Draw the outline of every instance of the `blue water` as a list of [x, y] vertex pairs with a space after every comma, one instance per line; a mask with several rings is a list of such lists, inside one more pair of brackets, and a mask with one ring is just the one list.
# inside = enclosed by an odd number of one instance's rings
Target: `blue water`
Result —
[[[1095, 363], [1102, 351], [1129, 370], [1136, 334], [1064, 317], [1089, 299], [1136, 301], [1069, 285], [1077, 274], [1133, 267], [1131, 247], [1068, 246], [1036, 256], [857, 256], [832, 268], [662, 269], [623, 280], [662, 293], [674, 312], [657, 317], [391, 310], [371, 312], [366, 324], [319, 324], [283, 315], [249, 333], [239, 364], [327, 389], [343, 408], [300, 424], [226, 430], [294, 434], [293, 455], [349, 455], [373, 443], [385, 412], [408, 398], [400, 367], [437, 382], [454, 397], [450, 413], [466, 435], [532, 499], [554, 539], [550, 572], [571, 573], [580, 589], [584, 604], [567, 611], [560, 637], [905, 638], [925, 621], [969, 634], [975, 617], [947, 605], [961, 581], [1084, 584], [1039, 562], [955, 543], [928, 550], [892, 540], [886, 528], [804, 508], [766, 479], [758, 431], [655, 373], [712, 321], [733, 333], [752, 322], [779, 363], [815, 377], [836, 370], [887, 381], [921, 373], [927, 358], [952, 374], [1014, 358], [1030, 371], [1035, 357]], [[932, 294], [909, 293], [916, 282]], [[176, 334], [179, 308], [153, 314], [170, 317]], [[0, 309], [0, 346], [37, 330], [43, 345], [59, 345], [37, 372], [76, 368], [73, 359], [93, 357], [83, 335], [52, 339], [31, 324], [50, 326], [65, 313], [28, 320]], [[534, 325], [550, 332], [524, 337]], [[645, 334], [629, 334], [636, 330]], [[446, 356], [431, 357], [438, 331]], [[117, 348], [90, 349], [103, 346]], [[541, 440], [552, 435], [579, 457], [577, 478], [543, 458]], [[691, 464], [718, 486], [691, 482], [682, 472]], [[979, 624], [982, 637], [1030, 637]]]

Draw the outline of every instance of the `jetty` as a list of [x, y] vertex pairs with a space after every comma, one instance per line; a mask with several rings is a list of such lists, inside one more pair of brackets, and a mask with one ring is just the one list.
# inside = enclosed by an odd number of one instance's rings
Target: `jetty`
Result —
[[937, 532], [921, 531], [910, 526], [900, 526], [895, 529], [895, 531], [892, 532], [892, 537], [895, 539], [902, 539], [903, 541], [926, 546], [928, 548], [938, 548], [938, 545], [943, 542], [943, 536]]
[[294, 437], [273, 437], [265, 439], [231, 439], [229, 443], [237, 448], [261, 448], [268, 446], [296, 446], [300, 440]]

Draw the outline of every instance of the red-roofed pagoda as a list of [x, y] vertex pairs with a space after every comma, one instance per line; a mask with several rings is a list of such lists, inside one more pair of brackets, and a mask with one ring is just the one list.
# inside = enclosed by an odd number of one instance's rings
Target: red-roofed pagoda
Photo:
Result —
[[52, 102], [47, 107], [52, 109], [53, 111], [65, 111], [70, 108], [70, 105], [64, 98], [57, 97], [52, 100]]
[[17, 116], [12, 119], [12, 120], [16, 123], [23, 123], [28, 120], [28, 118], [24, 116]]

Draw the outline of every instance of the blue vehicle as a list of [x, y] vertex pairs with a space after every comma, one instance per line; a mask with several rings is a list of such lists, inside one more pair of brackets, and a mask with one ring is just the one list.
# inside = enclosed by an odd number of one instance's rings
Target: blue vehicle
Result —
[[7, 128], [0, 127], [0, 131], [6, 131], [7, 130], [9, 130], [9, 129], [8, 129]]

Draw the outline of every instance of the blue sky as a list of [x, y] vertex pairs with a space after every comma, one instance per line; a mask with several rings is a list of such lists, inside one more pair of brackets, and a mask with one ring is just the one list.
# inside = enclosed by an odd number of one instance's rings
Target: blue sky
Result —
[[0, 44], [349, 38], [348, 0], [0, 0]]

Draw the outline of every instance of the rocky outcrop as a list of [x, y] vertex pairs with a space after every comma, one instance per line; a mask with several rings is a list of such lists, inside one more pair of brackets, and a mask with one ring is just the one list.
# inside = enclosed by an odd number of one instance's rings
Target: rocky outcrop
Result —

┄┄┄┄┄┄

__EXERCISE AIM__.
Format every line of the data above as a Markdown table with the columns n and Line, numbering the rows and omitting the blank lines.

__ANSWER__.
| n | Line |
|---|---|
| 1 | Draw the outline of every instance of the `blue water` as a list of [x, y] vertex pairs with a space after every comma, one instance per line; a mask with several rings is a list of such lists, inside one more pair of brackets, and a mask with one ring is just the one list. |
| 2 | # inside = enclosed by an odd number of one instance's rings |
| 3 | Target: `blue water` |
| 4 | Result — |
| 5 | [[[1095, 363], [1102, 351], [1129, 370], [1136, 334], [1064, 317], [1089, 299], [1136, 301], [1069, 285], [1077, 274], [1133, 267], [1131, 247], [1068, 246], [1036, 256], [857, 256], [832, 268], [662, 269], [623, 280], [662, 293], [674, 312], [657, 317], [391, 310], [371, 312], [366, 324], [319, 324], [283, 315], [249, 333], [239, 364], [327, 389], [343, 408], [300, 424], [226, 430], [294, 434], [293, 455], [349, 455], [373, 443], [385, 412], [408, 398], [400, 367], [437, 382], [454, 397], [450, 413], [466, 435], [532, 499], [554, 539], [550, 572], [571, 573], [580, 589], [584, 604], [567, 611], [560, 637], [905, 638], [925, 621], [969, 634], [975, 617], [947, 605], [961, 581], [1084, 584], [1039, 562], [955, 543], [928, 550], [892, 540], [886, 528], [804, 508], [766, 479], [758, 431], [655, 373], [712, 321], [733, 333], [752, 322], [779, 363], [815, 377], [836, 370], [887, 381], [921, 373], [927, 358], [952, 374], [1014, 358], [1030, 371], [1035, 357]], [[932, 294], [909, 293], [916, 282]], [[176, 334], [179, 308], [153, 314], [170, 317]], [[0, 309], [0, 346], [37, 330], [43, 345], [59, 345], [37, 372], [76, 368], [73, 359], [93, 357], [83, 335], [52, 339], [31, 324], [50, 326], [65, 313], [28, 320]], [[534, 325], [550, 332], [524, 337]], [[645, 334], [629, 334], [636, 330]], [[446, 356], [431, 357], [438, 331]], [[117, 348], [90, 349], [103, 346]], [[541, 440], [552, 435], [579, 457], [577, 478], [543, 458]], [[691, 464], [718, 486], [691, 482], [682, 472]], [[979, 624], [982, 637], [1030, 637]]] |
| 6 | Draw the outline of every instance of the `jetty` as a list of [x, y] vertex pairs with a space after every comma, one instance per line; a mask with several rings is a list of such lists, inside one more pair of brackets, and a mask with one ring is just the one list. |
| 7 | # inside = enclosed by an odd number of one instance's rings |
| 8 | Target: `jetty` |
| 9 | Result — |
| 10 | [[937, 532], [921, 531], [910, 526], [900, 526], [895, 529], [895, 531], [892, 532], [892, 537], [895, 539], [902, 539], [903, 541], [926, 546], [928, 548], [938, 548], [938, 545], [943, 542], [943, 536]] |
| 11 | [[294, 437], [273, 437], [265, 439], [231, 439], [229, 443], [237, 448], [261, 448], [268, 446], [296, 446], [300, 440]] |
| 12 | Draw the outline of every instance of the red-roofed pagoda as a list of [x, y] vertex pairs with a space after every comma, one instance per line; a mask with several rings is a list of such lists, inside one more pair of brackets, and a mask with one ring is just the one list. |
| 13 | # inside = enclosed by an odd number of one instance's rings |
| 14 | Target: red-roofed pagoda |
| 15 | Photo: |
| 16 | Result — |
| 17 | [[52, 102], [47, 107], [52, 109], [53, 111], [65, 111], [70, 108], [70, 105], [64, 98], [57, 97], [52, 100]] |
| 18 | [[17, 116], [12, 119], [12, 120], [16, 123], [23, 123], [28, 120], [28, 118], [24, 116]] |
| 19 | Draw the outline of every instance of the blue vehicle as a list of [x, y] vertex pairs with a space after every comma, one instance per line; a mask with several rings is a list of such lists, inside one more pair of brackets, and a mask with one ring is just the one list. |
| 20 | # inside = enclosed by an odd number of one instance's rings |
| 21 | Target: blue vehicle |
| 22 | Result — |
| 23 | [[7, 128], [0, 127], [0, 131], [6, 131], [7, 130], [9, 130], [9, 129], [8, 129]] |
| 24 | Draw the outline of every instance of the blue sky as a list of [x, y] vertex pairs with a space after every comma, one instance per line; a mask with several rings is a list of such lists, inside one more pair of brackets, and a mask with one ring is just the one list. |
| 25 | # inside = enclosed by an odd number of one instance's rings |
| 26 | Target: blue sky |
| 27 | Result — |
| 28 | [[0, 44], [349, 38], [348, 0], [0, 0]] |
| 29 | Draw the outline of every instance of the rocky outcrop as a list of [x, y] vertex pairs with a space after every comma, one instance per line; a mask with several rings is a list of such lists, inside one more pair of brackets, and a mask with one ring is just the one list. |
| 30 | # inside = enclosed by an odd number of one instance's rings |
| 31 | Target: rocky outcrop |
| 32 | Result — |